Point de départ à cette chronique une vidéo qui n’a pas uniquement fait le buzz sur les réseaux sociaux mais qui a provoqué un véritable tollé au niveau officiel, du côté du Sénégal. On y voit le second de l’ambassadeur sénégalais en train d’être malmené par des policiers à l’aéroport Tunis Carthage. On y entend le diplomate étranger tenter de faire savoir qui il est. Peu importe la nature de son poste, pareil comportement « n’est pas digne d’un être humain, à plus forte raison d’un diplomate », comme l’a déclaré l’ambassadeur du Sénégal en Tunisie, Khady Tall Diagne à l’agence de presse de son pays.
Point de chute après ce rappel des faits, une question fatidique : « Quelle image dégageons-nous ? ». Il est des fois important de se poser cette question à l’échelle individuelle. A l’échelle collective voire nationale, une réponse pourrait nous permettre de nous situer parmi les peuples en dynamique constante, ceux qui émergent, ceux qui stagnent ou ceux qui vivent une régression affligeante.
Ne faisons pas dans l’hypocrisie ! Nous sommes un pays reconnu en matière de racisme. Des faits nombreux, dans ce sens, l’attestent. Qu’ils aient été notifiés ou vécus sur un plan individuel et perçus, de ce fait, sur un mode anecdotique n’y change rien. En Tunisie, le racisme est une affaire culturelle placée sous différentes étiquettes. « Je ne suis pas raciste, mais… ». Que de fois nous avons entendu cette phrase suivie des justifications les plus alambiquées. Refoulant donc nos tares, reniant notre appartenance et la réduisant au champ exclusivement géographique nous essayons d’avance, de nous en sortir et de nous trouver des alliés.
########
_Consigne:_
Recopiez fidèlement le passage de la chronique allant de « Point de départ » jusqu'à « de son pays. » inclus. Le matériel ci-dessous n'entre pas en jeu ici.

_Données sources:_
########
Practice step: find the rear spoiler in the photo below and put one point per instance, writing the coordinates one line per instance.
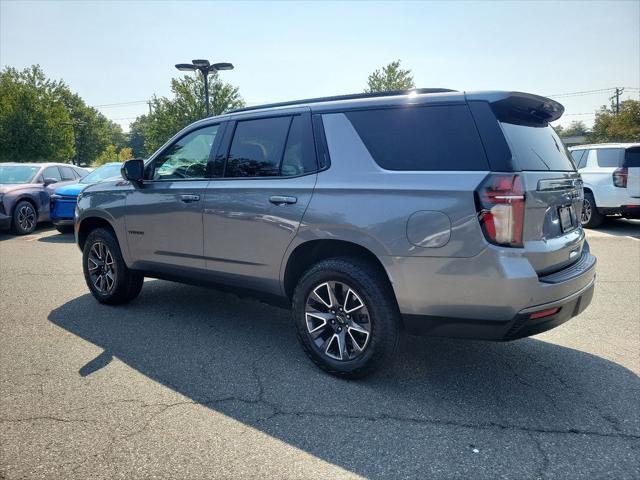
(521, 108)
########
_Réponse complète:_
Point de départ à cette chronique une vidéo qui n’a pas uniquement fait le buzz sur les réseaux sociaux mais qui a provoqué un véritable tollé au niveau officiel, du côté du Sénégal. On y voit le second de l’ambassadeur sénégalais en train d’être malmené par des policiers à l’aéroport Tunis Carthage. On y entend le diplomate étranger tenter de faire savoir qui il est. Peu importe la nature de son poste, pareil comportement « n’est pas digne d’un être humain, à plus forte raison d’un diplomate », comme l’a déclaré l’ambassadeur du Sénégal en Tunisie, Khady Tall Diagne à l’agence de presse de son pays.